— Document —
L’empire des illusions : l’Amérique et la tentation éternelle de l’hégémonie

Il est des vérités que l’on préfère taire, ou du moins édulcorer derrière les habits flatteurs de la « démocratie » et des « droits de l’Homme ». Mais l’historien attentif, l’économiste rigoureux, le diplomate averti savent lire derrière les proclamations vertueuses des États-Unis les rouages d’une stratégie constante : l’expansion et la préservation d’une hégémonie mondiale, depuis 1945 jusqu’à nos jours, quels qu’en soient les coûts humains, financiers et politiques.

Noam Chomsky l’a montré avec une clarté glaçante : Washington n’entend pas seulement défendre ses intérêts, il veut empêcher toute puissance concurrente de contester son statut, fût-ce au prix d’un usage systématique de la force ou d’une instrumentalisation du droit international. Emmanuel Todd, dans Après l’Empire, avertissait dès 2002 : derrière l’apparente toute-puissance américaine se cache un système en crise, qui ne survit que par une fuite en avant militariste et idéologique.

La doctrine de la « Destinée manifeste » et ses avatars modernes

Dès le XIXe siècle, les États-Unis se sont autoproclamés porteurs d’une mission civilisatrice, justifiant leur expansion territoriale puis leur interventionnisme international par la fameuse « Destinée manifeste ». Après 1945, cette idéologie s’est muée en une volonté d’hégémonie mondiale, comme l’a démontré Noam Chomsky dans Dominer le monde ou sauver la planète ? : « Les États-Unis ont repris l’ancien rôle de la Grande-Bretagne en tant que première puissance hégémonique, avec une ambition sans précédent de remodeler le monde à leur image ».

— Consignes de travail —
(1) Répondez à ces questions sur le texte consacré à l'hégémonie américaine :
(a) Dans quel ouvrage Emmanuel Todd lançait-il son avertissement, et en quelle année ?
(b) À partir de quel siècle les États-Unis se sont-ils autoproclamés porteurs d'une mission civilisatrice ?
(c) D'après la citation de Noam Chomsky, de quel pays les États-Unis ont-ils repris l'ancien rôle ?
(2) Renvoyez sans modification le passage du texte qui s'ouvre sur les mots "L’empire des illusions" et se clôt sur "financiers et politiques.".
Les enregistrements n'ont aucun rapport avec le texte.

— Informations fournies —
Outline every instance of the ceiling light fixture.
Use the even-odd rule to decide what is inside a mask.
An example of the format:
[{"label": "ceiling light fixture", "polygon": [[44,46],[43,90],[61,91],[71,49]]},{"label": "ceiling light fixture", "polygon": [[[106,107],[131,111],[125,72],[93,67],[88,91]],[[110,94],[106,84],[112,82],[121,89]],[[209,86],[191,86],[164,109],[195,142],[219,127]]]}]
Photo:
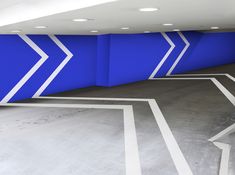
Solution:
[{"label": "ceiling light fixture", "polygon": [[153,7],[140,8],[139,11],[141,11],[141,12],[154,12],[154,11],[158,11],[158,8],[153,8]]},{"label": "ceiling light fixture", "polygon": [[212,30],[219,29],[219,27],[211,27]]},{"label": "ceiling light fixture", "polygon": [[171,23],[166,23],[166,24],[163,24],[164,26],[173,26],[173,24]]},{"label": "ceiling light fixture", "polygon": [[128,30],[128,29],[130,29],[129,27],[122,27],[121,28],[122,30]]},{"label": "ceiling light fixture", "polygon": [[47,28],[47,26],[35,26],[34,28],[35,29],[45,29],[45,28]]},{"label": "ceiling light fixture", "polygon": [[79,18],[79,19],[73,19],[74,22],[86,22],[89,21],[90,19],[86,19],[86,18]]},{"label": "ceiling light fixture", "polygon": [[99,32],[98,30],[92,30],[91,33],[97,33]]},{"label": "ceiling light fixture", "polygon": [[21,30],[12,30],[11,32],[12,32],[12,33],[20,33]]}]

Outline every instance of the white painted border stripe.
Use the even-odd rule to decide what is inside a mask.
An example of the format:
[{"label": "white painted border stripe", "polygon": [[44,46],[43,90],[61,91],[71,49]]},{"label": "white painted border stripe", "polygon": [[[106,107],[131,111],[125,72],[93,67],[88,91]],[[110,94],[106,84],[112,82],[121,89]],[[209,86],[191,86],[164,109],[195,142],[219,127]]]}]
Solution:
[{"label": "white painted border stripe", "polygon": [[219,175],[229,175],[228,166],[231,145],[220,142],[214,142],[214,145],[222,150]]},{"label": "white painted border stripe", "polygon": [[182,38],[182,40],[184,41],[184,43],[186,44],[184,49],[182,50],[182,52],[179,54],[179,56],[177,57],[177,59],[175,60],[174,64],[171,66],[171,68],[169,69],[169,71],[167,72],[167,76],[171,75],[171,73],[173,72],[173,70],[175,69],[175,67],[177,66],[177,64],[179,63],[179,61],[181,60],[181,58],[183,57],[183,55],[185,54],[185,52],[188,50],[190,43],[188,42],[188,40],[185,38],[185,36],[183,35],[183,33],[178,32],[179,36]]},{"label": "white painted border stripe", "polygon": [[235,78],[230,75],[230,74],[227,74],[227,73],[211,73],[211,74],[175,74],[175,75],[170,75],[171,77],[189,77],[189,76],[226,76],[228,77],[229,79],[231,79],[232,81],[235,82]]},{"label": "white painted border stripe", "polygon": [[235,131],[235,123],[232,124],[231,126],[229,126],[228,128],[224,129],[223,131],[221,131],[220,133],[216,134],[215,136],[211,137],[209,139],[210,142],[214,142],[226,135],[229,135],[230,133]]},{"label": "white painted border stripe", "polygon": [[65,45],[54,35],[49,36],[67,55],[66,58],[60,63],[60,65],[54,70],[54,72],[49,76],[49,78],[43,83],[43,85],[37,90],[33,97],[40,96],[43,91],[49,86],[49,84],[54,80],[54,78],[60,73],[64,66],[70,61],[73,57],[73,54],[65,47]]},{"label": "white painted border stripe", "polygon": [[226,96],[226,98],[235,106],[235,97],[229,92],[216,78],[153,78],[150,80],[211,80],[216,87]]},{"label": "white painted border stripe", "polygon": [[179,175],[192,175],[190,166],[188,165],[169,125],[167,124],[159,106],[155,99],[139,99],[139,98],[94,98],[94,97],[38,97],[41,99],[60,99],[60,100],[107,100],[107,101],[141,101],[148,102],[153,112],[154,118],[160,129],[162,137],[166,143],[167,149],[170,152],[171,158]]},{"label": "white painted border stripe", "polygon": [[175,48],[175,44],[172,42],[172,40],[168,37],[168,35],[164,32],[161,33],[162,36],[166,39],[166,41],[170,44],[170,49],[167,51],[167,53],[164,55],[164,57],[162,58],[162,60],[158,63],[157,67],[154,69],[154,71],[152,72],[152,74],[150,75],[149,78],[154,78],[155,75],[158,73],[158,71],[160,70],[160,68],[162,67],[162,65],[164,64],[164,62],[166,61],[166,59],[169,57],[169,55],[171,54],[171,52],[174,50]]},{"label": "white painted border stripe", "polygon": [[136,129],[135,129],[134,111],[131,105],[2,103],[0,104],[0,106],[122,109],[124,115],[126,175],[142,174],[140,160],[139,160]]},{"label": "white painted border stripe", "polygon": [[24,75],[24,77],[11,89],[11,91],[1,100],[1,103],[7,103],[19,91],[19,89],[32,77],[32,75],[41,67],[47,60],[48,55],[43,52],[28,36],[19,35],[33,50],[40,56],[40,60]]}]

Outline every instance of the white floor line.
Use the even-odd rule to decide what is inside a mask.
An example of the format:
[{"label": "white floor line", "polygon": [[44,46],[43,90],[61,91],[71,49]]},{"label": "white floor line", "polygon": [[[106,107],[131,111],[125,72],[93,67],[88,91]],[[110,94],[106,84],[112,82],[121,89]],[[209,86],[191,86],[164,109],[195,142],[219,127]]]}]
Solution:
[{"label": "white floor line", "polygon": [[166,143],[167,149],[170,152],[171,158],[179,175],[193,175],[190,166],[188,165],[172,131],[167,124],[159,106],[155,99],[140,99],[140,98],[93,98],[93,97],[38,97],[41,99],[60,99],[60,100],[98,100],[98,101],[140,101],[148,102],[153,112],[154,118],[160,129],[162,137]]},{"label": "white floor line", "polygon": [[229,126],[228,128],[224,129],[223,131],[219,132],[218,134],[216,134],[215,136],[211,137],[209,139],[210,142],[214,142],[224,136],[229,135],[230,133],[235,132],[235,123],[232,124],[231,126]]},{"label": "white floor line", "polygon": [[164,55],[164,57],[161,59],[161,61],[158,63],[157,67],[154,69],[154,71],[152,72],[152,74],[150,75],[149,78],[154,78],[155,75],[158,73],[158,71],[160,70],[160,68],[162,67],[162,65],[165,63],[165,61],[167,60],[167,58],[169,57],[169,55],[171,54],[171,52],[174,50],[175,48],[175,44],[172,42],[172,40],[169,38],[169,36],[162,32],[161,33],[162,36],[165,38],[165,40],[170,44],[170,49],[166,52],[166,54]]},{"label": "white floor line", "polygon": [[210,74],[175,74],[175,75],[170,75],[171,77],[186,77],[186,76],[226,76],[230,80],[235,82],[235,77],[233,77],[230,74],[227,73],[210,73]]},{"label": "white floor line", "polygon": [[8,92],[8,94],[1,100],[0,103],[7,103],[11,98],[20,90],[20,88],[33,76],[33,74],[42,66],[42,64],[48,59],[48,55],[42,51],[28,36],[19,35],[34,51],[40,56],[40,60],[24,75],[24,77]]},{"label": "white floor line", "polygon": [[89,108],[121,109],[124,115],[124,138],[126,175],[141,175],[138,143],[135,129],[134,112],[131,105],[97,105],[97,104],[35,104],[35,103],[2,103],[0,106],[45,107],[45,108]]},{"label": "white floor line", "polygon": [[185,47],[184,49],[181,51],[181,53],[179,54],[179,56],[176,58],[175,62],[173,63],[173,65],[171,66],[171,68],[169,69],[169,71],[167,72],[167,76],[171,75],[171,73],[174,71],[175,67],[177,66],[177,64],[180,62],[181,58],[184,56],[185,52],[188,50],[190,43],[188,42],[188,40],[185,38],[185,36],[183,35],[182,32],[178,32],[180,38],[184,41],[185,43]]},{"label": "white floor line", "polygon": [[210,80],[212,81],[216,87],[225,95],[225,97],[235,106],[235,97],[229,90],[227,90],[216,78],[208,78],[208,77],[196,77],[196,78],[153,78],[150,80]]},{"label": "white floor line", "polygon": [[220,142],[214,142],[214,145],[222,150],[219,175],[229,175],[228,165],[231,145]]}]

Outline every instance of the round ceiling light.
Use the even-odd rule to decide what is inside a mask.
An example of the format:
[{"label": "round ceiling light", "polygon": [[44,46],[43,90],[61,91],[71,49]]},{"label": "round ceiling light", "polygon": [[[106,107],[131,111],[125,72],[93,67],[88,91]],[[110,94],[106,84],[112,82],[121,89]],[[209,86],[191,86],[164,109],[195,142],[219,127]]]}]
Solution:
[{"label": "round ceiling light", "polygon": [[211,27],[212,30],[219,29],[219,27]]},{"label": "round ceiling light", "polygon": [[166,23],[166,24],[163,24],[164,26],[173,26],[173,24],[171,23]]},{"label": "round ceiling light", "polygon": [[122,27],[121,28],[122,30],[128,30],[128,29],[130,29],[129,27]]},{"label": "round ceiling light", "polygon": [[47,26],[35,26],[34,28],[35,29],[45,29],[45,28],[47,28]]},{"label": "round ceiling light", "polygon": [[78,19],[73,19],[74,22],[86,22],[89,21],[90,19],[86,19],[86,18],[78,18]]}]

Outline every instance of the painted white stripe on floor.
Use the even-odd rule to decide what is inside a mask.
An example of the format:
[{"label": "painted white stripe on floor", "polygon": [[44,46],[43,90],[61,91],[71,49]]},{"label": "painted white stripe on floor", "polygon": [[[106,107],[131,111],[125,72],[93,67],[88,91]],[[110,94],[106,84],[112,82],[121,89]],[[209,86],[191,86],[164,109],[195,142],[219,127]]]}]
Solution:
[{"label": "painted white stripe on floor", "polygon": [[158,71],[160,70],[160,68],[162,67],[162,65],[164,64],[164,62],[166,61],[166,59],[169,57],[169,55],[171,54],[171,52],[174,50],[175,48],[175,44],[172,42],[172,40],[168,37],[168,35],[164,32],[161,33],[162,36],[165,38],[165,40],[170,44],[170,49],[167,51],[167,53],[164,55],[164,57],[162,58],[162,60],[158,63],[157,67],[154,69],[154,71],[152,72],[152,74],[150,75],[149,78],[154,78],[155,75],[158,73]]},{"label": "painted white stripe on floor", "polygon": [[124,112],[124,135],[126,152],[126,174],[141,175],[138,142],[135,129],[134,112],[132,106],[126,107]]},{"label": "painted white stripe on floor", "polygon": [[41,67],[47,60],[48,55],[43,52],[28,36],[19,35],[33,50],[40,56],[40,60],[24,75],[24,77],[11,89],[10,92],[1,100],[1,103],[7,103],[20,90],[20,88],[33,76],[33,74]]},{"label": "painted white stripe on floor", "polygon": [[219,90],[229,99],[229,101],[235,106],[235,97],[215,78],[211,78],[211,81],[219,88]]},{"label": "painted white stripe on floor", "polygon": [[166,143],[167,149],[170,152],[172,160],[179,175],[192,175],[190,166],[188,165],[172,131],[167,124],[159,106],[155,99],[139,99],[139,98],[94,98],[94,97],[38,97],[42,99],[60,99],[60,100],[107,100],[107,101],[140,101],[148,102],[153,112],[157,125],[160,129],[162,137]]},{"label": "painted white stripe on floor", "polygon": [[97,105],[97,104],[35,104],[35,103],[2,103],[0,106],[45,107],[45,108],[89,108],[89,109],[122,109],[124,115],[124,138],[126,175],[141,175],[139,150],[135,129],[134,112],[131,105]]},{"label": "painted white stripe on floor", "polygon": [[178,32],[179,36],[182,38],[182,40],[184,41],[184,43],[186,44],[184,49],[182,50],[182,52],[179,54],[179,56],[176,58],[174,64],[171,66],[171,68],[169,69],[169,71],[167,72],[167,76],[171,75],[171,73],[174,71],[175,67],[177,66],[177,64],[180,62],[181,58],[184,56],[185,52],[188,50],[190,43],[188,42],[188,40],[185,38],[185,36],[183,35],[183,33]]},{"label": "painted white stripe on floor", "polygon": [[214,145],[222,150],[222,156],[220,160],[220,171],[219,175],[229,175],[229,154],[231,146],[229,144],[214,142]]},{"label": "painted white stripe on floor", "polygon": [[211,137],[209,139],[210,142],[214,142],[224,136],[229,135],[230,133],[235,132],[235,123],[232,124],[231,126],[229,126],[228,128],[224,129],[223,131],[219,132],[218,134],[216,134],[215,136]]},{"label": "painted white stripe on floor", "polygon": [[150,80],[211,80],[225,97],[235,106],[235,97],[216,78],[196,77],[196,78],[153,78]]},{"label": "painted white stripe on floor", "polygon": [[227,74],[227,73],[211,73],[211,74],[175,74],[175,75],[170,75],[172,77],[186,77],[186,76],[226,76],[227,78],[231,79],[232,81],[235,82],[235,78],[230,75],[230,74]]},{"label": "painted white stripe on floor", "polygon": [[65,47],[65,45],[54,35],[49,36],[67,55],[66,58],[60,63],[60,65],[54,70],[54,72],[49,76],[49,78],[43,83],[43,85],[37,90],[33,97],[40,96],[43,91],[49,86],[49,84],[54,80],[54,78],[60,73],[64,66],[70,61],[73,57],[73,54]]},{"label": "painted white stripe on floor", "polygon": [[159,129],[166,142],[167,148],[171,154],[171,157],[175,163],[176,169],[179,175],[192,175],[192,171],[184,158],[179,145],[176,142],[160,108],[158,107],[155,100],[149,100],[149,105],[153,111],[154,117],[158,123]]}]

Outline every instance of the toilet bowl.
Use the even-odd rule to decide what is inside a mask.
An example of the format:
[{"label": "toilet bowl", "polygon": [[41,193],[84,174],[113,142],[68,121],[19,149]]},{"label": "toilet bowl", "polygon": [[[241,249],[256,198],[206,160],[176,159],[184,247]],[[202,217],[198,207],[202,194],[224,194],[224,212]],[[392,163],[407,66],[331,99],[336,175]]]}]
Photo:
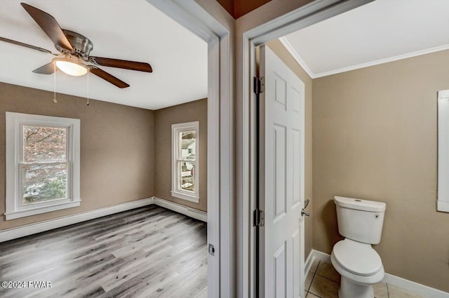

— Réponses fournies —
(1)
(a) Dans Après l'Empire, en 2002.
(b) Au XIXe siècle.
(c) De la Grande-Bretagne.

(2)
L’empire des illusions : l’Amérique et la tentation éternelle de l’hégémonie

Il est des vérités que l’on préfère taire, ou du moins édulcorer derrière les habits flatteurs de la « démocratie » et des « droits de l’Homme ». Mais l’historien attentif, l’économiste rigoureux, le diplomate averti savent lire derrière les proclamations vertueuses des États-Unis les rouages d’une stratégie constante : l’expansion et la préservation d’une hégémonie mondiale, depuis 1945 jusqu’à nos jours, quels qu’en soient les coûts humains, financiers et politiques.